▶ _Exercise brief_:
Copy each line below exactly and leave the pictures out.

[Stored entries]
☆ ☆ ☆ ☆ ☆
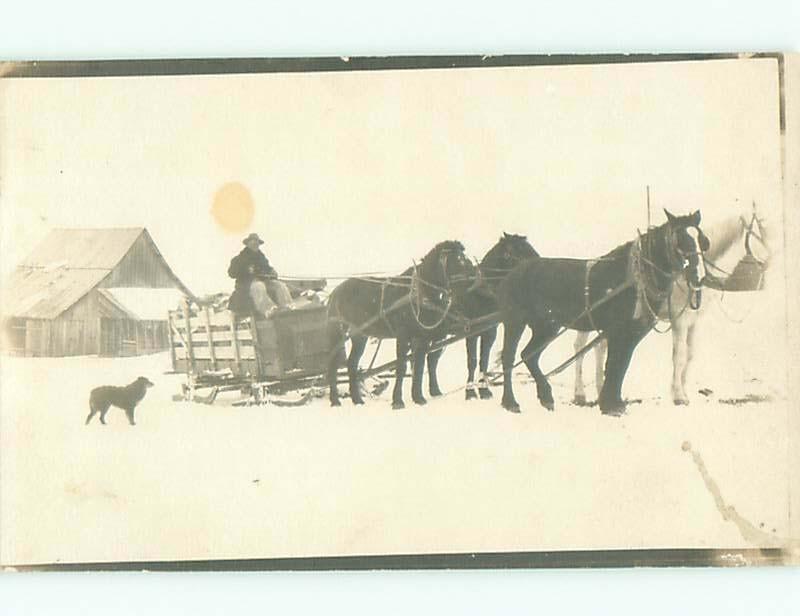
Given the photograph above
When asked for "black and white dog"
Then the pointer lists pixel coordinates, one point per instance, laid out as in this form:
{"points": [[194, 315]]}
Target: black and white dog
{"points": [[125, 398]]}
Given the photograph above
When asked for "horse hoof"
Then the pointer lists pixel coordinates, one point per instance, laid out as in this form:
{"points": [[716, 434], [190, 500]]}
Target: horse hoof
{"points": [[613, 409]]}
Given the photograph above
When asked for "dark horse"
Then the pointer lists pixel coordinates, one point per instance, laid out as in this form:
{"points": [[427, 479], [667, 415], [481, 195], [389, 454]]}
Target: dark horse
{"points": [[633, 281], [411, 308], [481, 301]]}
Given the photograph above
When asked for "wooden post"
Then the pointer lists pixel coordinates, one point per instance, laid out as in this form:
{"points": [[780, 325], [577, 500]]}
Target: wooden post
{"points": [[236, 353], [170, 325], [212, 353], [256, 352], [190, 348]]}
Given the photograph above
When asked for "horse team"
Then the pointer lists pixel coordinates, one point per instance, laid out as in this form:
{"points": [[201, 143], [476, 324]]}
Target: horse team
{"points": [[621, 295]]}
☆ ☆ ☆ ☆ ☆
▶ _Task response_:
Given the photograph above
When asked for "black and white dog"
Then the pointer lists pixel coordinates, one point per instance, laid out as in this form:
{"points": [[194, 315]]}
Target: black and white dog
{"points": [[125, 398]]}
Given the photograph above
When asked for "horse hoof"
Then the pointer lists pixel coordinates, one point per instance, laid out as in this form:
{"points": [[716, 434], [190, 500]]}
Target: horse hoof
{"points": [[613, 409]]}
Given the photograph above
When asked for "dark horse"
Then the pointer lists pixel coordinates, one point per instance, laid out as in this form:
{"points": [[427, 479], [667, 415], [481, 195], [389, 454]]}
Target: dark horse
{"points": [[633, 281], [411, 308], [481, 301]]}
Given the photograph above
When asked for "wooden post"
Then the pointer lists pixel coordinates, one point per instance, laid out as in this form:
{"points": [[780, 325], [577, 500]]}
Target: wooden post
{"points": [[236, 353], [170, 325], [212, 353], [256, 352], [190, 348]]}
Given the photograph above
When asked for "horse team"
Then the pointer lists pixel coordinates, one point per instance, laid out as in this form:
{"points": [[201, 143], [476, 324]]}
Target: horse team
{"points": [[621, 295]]}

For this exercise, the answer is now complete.